GIVEN PASSAGE:
That matters because garage door seals are not one-size-fits-all. Bottom weather seals, side seals, top seals and threshold seals are measured differently, and the wrong profile will not simply "make do". It can affect draughtproofing, water ingress, door travel and, in some cases, how smoothly the door closes.
How to measure garage door seal by type
Start by identifying which seal you are replacing. Most garages will have one or more of these: a bottom seal attached to the door, side and top frame seals, or a threshold seal fixed to the floor. Measure first, identify second is where people usually come unstuck. If you know the seal type before you pick up the tape measure, the rest is more straightforward.
A bottom seal usually runs across the full width of the door and either slides into a retainer or pushes into a channel. Side and top seals fix to the frame or surround and compress when the door closes. A threshold seal sits on the floor behind the closing edge of the door and helps stop water, leaves and draughts getting in.
Measuring a bottom garage door seal
For a bottom seal, measure the overall width of the door from edge to edge. On most up-and-over doors, that gives you the cut length you need. Measure the existing seal too if it is still present, but do not rely on it if it has shrunk, torn or stretched.
The critical part is the profile. Remove a short section if you can and look at how it attaches. Some bottom seals have T-ends that slide into aluminium retainers. Others use bulb, bead or push-fit styles. The width of the channel and the shape of the seal are what determine compatibility.
Use a tape measure or vernier caliper to check the width of the retaining channel and the size of the sealing section. If the seal has twin T-ends, measure the width of each T and the distance between them. If it is a push-in type, measure the width of the slot it fits into. Even if two seals look similar laid on a bench, a few millimetres in the fixing section can mean it simply will not fit the carrier.
If your existing seal is badly worn or missing, measure the retainer fixed to the bottom of the door instead. That is often more reliable than guessing from the door model alone, especially on older doors that may have had parts changed over time.
What to check before ordering a bottom seal
Length is only one part of the job. You also need to allow for how the door meets the floor. If the floor is uneven, a larger bulb or deeper sealing section may be needed. If the gap is very tight, an oversized seal can cause drag and stop the door sitting properly.
This is where a quick gap check helps. Close the door and measure the space between the door bottom and the floor at the left, centre and right-hand side. If the gap varies, choose a seal profile that can compress enough to follow the floor without overloading the door.
Measuring side and top frame seals
Side and top seals are simpler in one sense because you are measuring straight runs, but profile still matters. Measure the full height of each side from the floor to the top frame, then measure the top width between the side frames. If the seal is mounted on the frame face rather than tucked into a rebate, measure the visible fixing area as well.
Take note of how the existing seal sits when the door is closed. Some seals compress lightly against the face of the door, while others tuck further in to close a larger gap. If you replace a slim flap seal with a bulky profile, the door may bind. Replace a substantial seal with a smaller one and you may still have daylight showing round the edges.
When measuring the profile, look at the fixing method. Frame seals may be screw-fixed, self-adhesive, pinned or pushed into a carrier. Self-adhesive strips can be useful for lighter-duty jobs, but on exposed openings or doors that see frequent use, a more secure fixing is often the better long-term option.

SET TASK A:
Identify every line in the records below that contains the word "grey", and copy each of those lines.

[Records from a data collection]
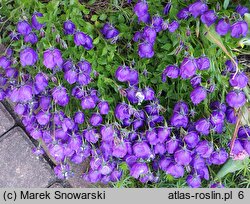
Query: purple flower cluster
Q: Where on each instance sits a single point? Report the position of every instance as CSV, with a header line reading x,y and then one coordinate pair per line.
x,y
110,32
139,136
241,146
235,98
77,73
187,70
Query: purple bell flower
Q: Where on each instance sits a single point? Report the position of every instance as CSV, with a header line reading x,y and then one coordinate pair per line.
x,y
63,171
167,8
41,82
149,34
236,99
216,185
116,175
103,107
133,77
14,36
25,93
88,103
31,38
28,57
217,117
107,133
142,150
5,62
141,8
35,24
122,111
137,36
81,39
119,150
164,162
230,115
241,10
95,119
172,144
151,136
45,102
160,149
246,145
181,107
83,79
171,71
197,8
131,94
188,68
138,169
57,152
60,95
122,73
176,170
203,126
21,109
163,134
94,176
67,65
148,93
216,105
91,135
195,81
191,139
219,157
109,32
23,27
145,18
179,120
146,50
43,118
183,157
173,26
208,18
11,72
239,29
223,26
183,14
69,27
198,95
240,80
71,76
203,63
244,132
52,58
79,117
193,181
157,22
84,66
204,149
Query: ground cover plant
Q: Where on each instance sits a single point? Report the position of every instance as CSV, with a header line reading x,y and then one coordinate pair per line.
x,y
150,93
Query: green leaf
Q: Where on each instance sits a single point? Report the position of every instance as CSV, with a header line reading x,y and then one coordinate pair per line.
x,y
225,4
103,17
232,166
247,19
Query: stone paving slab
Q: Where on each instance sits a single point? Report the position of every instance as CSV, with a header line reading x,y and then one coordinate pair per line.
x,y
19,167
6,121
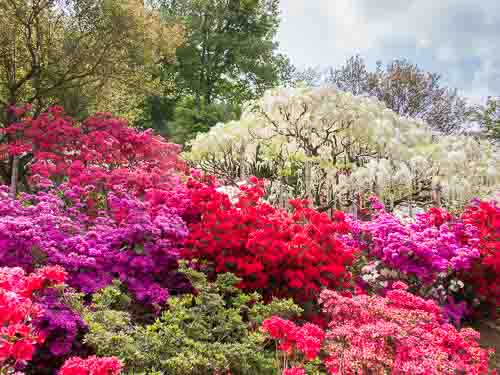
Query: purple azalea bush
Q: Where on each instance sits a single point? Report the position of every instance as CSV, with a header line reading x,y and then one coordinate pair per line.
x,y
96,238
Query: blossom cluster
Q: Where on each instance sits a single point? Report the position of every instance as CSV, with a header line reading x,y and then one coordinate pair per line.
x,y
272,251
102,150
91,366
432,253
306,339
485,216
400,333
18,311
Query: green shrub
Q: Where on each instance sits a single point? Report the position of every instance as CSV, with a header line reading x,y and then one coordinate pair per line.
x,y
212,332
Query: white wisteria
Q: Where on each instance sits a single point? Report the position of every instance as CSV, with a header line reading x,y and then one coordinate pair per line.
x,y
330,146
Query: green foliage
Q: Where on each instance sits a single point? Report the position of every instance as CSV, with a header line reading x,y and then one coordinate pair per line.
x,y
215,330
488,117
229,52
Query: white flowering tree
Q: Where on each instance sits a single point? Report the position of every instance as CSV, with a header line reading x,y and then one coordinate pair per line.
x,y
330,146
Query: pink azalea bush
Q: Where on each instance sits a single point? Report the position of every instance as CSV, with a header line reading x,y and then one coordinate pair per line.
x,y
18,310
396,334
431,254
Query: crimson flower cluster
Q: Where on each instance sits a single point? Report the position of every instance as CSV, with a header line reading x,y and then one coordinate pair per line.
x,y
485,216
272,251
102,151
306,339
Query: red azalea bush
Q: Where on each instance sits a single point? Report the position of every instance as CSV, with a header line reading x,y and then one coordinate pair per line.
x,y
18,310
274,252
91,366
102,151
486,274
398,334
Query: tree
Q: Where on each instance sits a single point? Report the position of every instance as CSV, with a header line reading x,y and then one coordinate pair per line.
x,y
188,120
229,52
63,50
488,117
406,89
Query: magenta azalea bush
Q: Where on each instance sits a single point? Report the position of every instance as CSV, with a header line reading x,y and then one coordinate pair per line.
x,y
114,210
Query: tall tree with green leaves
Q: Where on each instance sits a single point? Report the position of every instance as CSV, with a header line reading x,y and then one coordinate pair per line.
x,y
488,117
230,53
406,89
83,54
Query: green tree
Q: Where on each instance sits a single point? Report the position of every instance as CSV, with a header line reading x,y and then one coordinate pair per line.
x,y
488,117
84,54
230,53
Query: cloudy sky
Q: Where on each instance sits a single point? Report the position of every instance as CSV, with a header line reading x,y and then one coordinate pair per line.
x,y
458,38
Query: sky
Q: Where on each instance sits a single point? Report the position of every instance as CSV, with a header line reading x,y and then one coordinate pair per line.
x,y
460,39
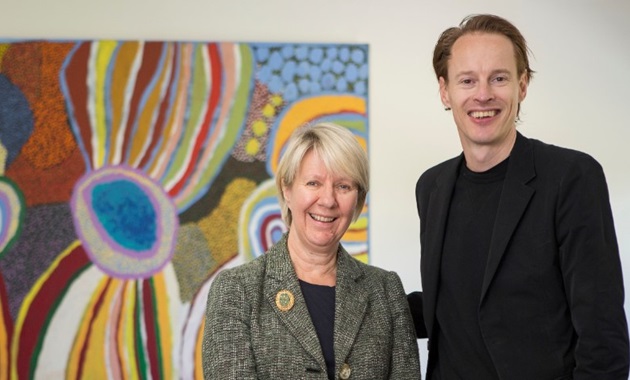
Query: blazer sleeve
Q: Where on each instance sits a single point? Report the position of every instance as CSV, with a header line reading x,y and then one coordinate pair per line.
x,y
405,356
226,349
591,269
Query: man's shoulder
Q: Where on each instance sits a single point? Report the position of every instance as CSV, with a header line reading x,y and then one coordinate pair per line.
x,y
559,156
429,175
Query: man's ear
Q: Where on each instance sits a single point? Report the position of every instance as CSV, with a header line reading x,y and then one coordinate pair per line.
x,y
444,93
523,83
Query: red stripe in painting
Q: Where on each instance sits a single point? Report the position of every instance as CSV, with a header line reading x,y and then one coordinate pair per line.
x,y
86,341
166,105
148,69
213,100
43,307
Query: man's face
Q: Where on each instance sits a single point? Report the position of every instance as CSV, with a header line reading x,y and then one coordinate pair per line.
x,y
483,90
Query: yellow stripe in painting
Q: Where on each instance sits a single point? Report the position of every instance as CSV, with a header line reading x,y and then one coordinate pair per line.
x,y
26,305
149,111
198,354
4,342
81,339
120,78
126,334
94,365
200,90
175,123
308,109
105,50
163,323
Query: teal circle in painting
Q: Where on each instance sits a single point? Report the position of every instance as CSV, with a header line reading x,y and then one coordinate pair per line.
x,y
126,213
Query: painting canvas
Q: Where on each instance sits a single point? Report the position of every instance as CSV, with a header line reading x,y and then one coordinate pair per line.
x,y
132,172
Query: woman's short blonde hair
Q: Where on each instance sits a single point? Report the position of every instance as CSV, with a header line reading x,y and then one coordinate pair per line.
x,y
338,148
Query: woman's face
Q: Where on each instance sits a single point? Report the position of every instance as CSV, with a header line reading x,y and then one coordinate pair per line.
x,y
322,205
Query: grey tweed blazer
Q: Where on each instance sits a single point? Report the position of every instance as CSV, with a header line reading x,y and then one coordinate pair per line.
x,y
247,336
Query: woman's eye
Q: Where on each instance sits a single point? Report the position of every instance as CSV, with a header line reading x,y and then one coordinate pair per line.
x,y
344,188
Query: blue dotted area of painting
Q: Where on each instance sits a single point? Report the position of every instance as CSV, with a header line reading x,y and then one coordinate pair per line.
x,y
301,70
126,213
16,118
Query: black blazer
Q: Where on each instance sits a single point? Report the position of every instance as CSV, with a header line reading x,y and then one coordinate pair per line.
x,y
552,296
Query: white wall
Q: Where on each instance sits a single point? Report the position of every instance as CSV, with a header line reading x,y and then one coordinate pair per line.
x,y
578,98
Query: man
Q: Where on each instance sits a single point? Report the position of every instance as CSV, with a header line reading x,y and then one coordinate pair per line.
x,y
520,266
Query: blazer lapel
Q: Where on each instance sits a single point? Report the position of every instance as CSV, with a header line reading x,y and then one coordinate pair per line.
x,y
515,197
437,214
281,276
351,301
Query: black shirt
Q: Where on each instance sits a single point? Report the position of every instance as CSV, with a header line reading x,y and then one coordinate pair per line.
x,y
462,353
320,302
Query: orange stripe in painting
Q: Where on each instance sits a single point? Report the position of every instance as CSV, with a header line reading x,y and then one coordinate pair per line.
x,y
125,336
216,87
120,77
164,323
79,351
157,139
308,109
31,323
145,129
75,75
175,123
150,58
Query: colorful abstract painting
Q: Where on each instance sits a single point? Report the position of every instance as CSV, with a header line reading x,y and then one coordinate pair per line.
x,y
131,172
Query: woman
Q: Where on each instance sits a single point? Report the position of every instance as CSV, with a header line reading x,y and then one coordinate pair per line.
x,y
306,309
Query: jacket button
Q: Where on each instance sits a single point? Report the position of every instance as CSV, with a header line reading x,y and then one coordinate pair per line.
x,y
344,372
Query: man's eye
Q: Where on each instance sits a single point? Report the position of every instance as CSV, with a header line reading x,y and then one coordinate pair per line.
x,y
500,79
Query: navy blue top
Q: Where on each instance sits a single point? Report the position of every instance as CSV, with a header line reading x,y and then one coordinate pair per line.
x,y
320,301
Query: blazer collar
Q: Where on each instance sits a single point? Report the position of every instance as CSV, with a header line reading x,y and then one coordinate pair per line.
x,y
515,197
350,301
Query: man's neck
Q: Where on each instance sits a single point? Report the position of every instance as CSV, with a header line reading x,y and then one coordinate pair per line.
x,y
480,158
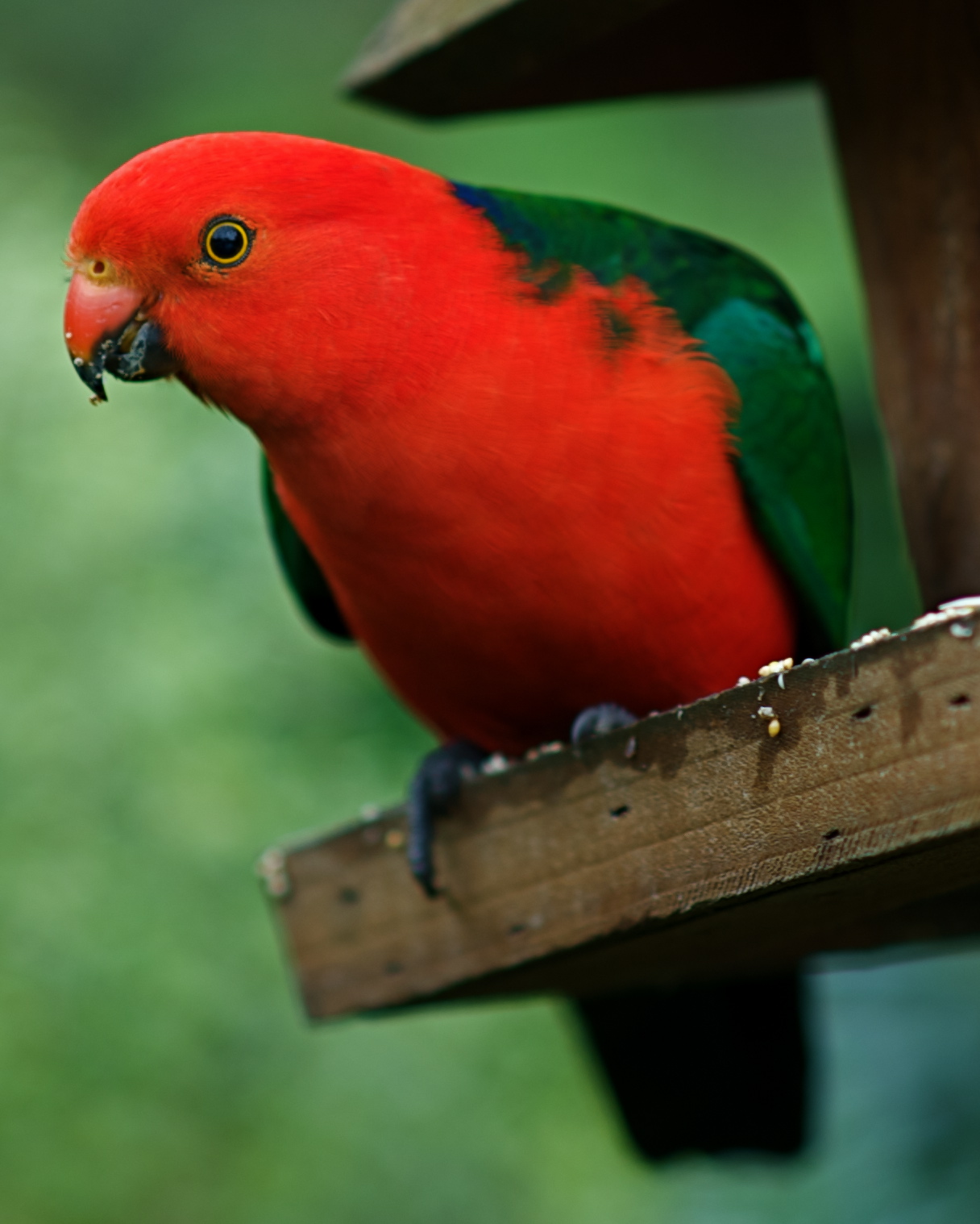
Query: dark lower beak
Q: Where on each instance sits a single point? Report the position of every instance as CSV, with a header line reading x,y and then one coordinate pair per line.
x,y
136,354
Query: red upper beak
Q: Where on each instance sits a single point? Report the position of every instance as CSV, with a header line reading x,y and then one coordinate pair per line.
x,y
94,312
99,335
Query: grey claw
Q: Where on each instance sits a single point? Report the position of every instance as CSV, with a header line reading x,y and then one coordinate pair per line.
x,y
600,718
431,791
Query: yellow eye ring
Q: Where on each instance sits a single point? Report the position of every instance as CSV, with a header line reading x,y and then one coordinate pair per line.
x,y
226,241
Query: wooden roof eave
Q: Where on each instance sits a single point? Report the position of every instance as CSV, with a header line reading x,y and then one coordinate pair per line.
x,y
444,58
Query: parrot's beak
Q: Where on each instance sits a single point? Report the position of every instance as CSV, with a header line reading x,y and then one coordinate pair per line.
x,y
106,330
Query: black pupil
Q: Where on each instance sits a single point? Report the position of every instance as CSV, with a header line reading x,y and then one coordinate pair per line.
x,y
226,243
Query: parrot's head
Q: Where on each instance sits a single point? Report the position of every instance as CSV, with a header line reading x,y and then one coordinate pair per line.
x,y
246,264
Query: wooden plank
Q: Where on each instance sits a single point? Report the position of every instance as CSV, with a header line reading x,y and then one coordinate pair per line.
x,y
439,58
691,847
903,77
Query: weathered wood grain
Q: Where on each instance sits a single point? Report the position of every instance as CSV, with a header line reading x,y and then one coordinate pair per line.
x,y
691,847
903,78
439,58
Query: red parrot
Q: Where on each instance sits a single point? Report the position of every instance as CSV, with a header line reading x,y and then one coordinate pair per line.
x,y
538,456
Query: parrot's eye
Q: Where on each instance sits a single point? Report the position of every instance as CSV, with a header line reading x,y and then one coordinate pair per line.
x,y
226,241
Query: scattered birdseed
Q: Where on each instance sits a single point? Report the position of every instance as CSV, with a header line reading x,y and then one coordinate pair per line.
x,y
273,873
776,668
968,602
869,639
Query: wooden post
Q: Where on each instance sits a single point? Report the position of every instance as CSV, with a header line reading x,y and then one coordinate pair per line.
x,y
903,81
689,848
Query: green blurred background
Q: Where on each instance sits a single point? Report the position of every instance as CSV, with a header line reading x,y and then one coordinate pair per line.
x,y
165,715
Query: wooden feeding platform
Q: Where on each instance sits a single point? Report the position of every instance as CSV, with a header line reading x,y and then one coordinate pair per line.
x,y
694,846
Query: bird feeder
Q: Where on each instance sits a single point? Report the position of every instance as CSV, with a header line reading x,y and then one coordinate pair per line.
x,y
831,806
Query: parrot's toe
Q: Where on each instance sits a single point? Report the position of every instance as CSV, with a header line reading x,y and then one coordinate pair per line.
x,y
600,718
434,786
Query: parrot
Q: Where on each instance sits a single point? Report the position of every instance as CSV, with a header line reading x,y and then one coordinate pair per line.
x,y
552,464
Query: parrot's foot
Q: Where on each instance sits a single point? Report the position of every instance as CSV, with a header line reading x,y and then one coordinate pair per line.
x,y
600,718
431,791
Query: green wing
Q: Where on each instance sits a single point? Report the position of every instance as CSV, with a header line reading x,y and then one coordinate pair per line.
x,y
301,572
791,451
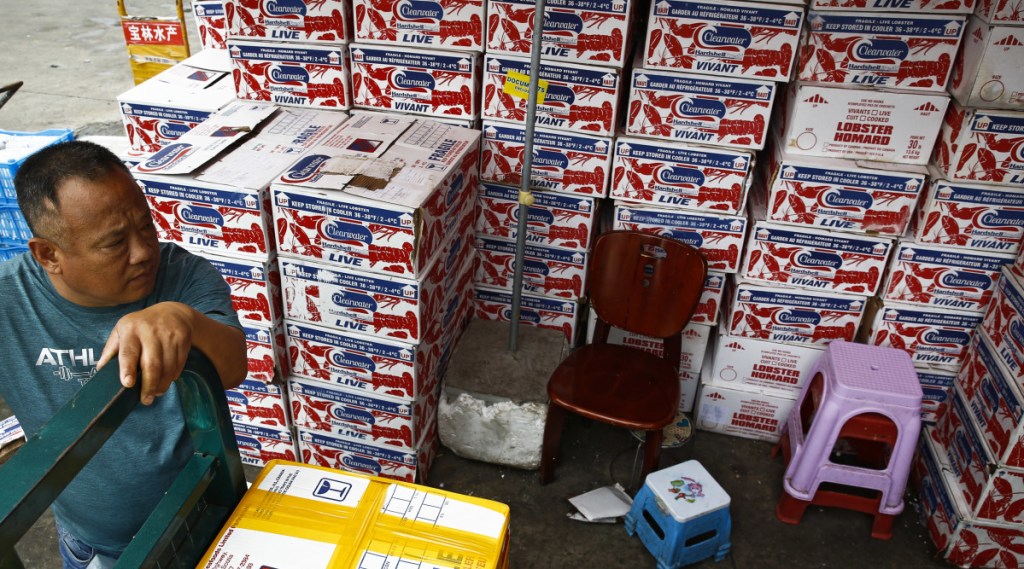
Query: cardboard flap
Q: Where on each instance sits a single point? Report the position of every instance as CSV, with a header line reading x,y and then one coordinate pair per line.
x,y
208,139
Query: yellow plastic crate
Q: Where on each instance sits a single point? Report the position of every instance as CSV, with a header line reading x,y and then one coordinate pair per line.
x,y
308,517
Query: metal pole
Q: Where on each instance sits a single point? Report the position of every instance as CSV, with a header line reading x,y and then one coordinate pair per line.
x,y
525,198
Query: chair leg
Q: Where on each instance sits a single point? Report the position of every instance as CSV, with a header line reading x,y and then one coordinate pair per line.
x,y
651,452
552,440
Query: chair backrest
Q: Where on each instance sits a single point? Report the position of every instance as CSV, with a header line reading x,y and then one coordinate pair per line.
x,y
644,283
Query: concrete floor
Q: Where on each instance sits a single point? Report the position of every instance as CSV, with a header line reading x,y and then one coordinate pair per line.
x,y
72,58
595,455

SET TASK B:
Print the part of the garage door seal guide above running from "Measuring a bottom" up to and including "torn or stretched.".

REPLY A:
Query: grey tweed blazer
Query: grey claw

REPLY B:
Measuring a bottom garage door seal
For a bottom seal, measure the overall width of the door from edge to edge. On most up-and-over doors, that gives you the cut length you need. Measure the existing seal too if it is still present, but do not rely on it if it has shrunk, torn or stretched.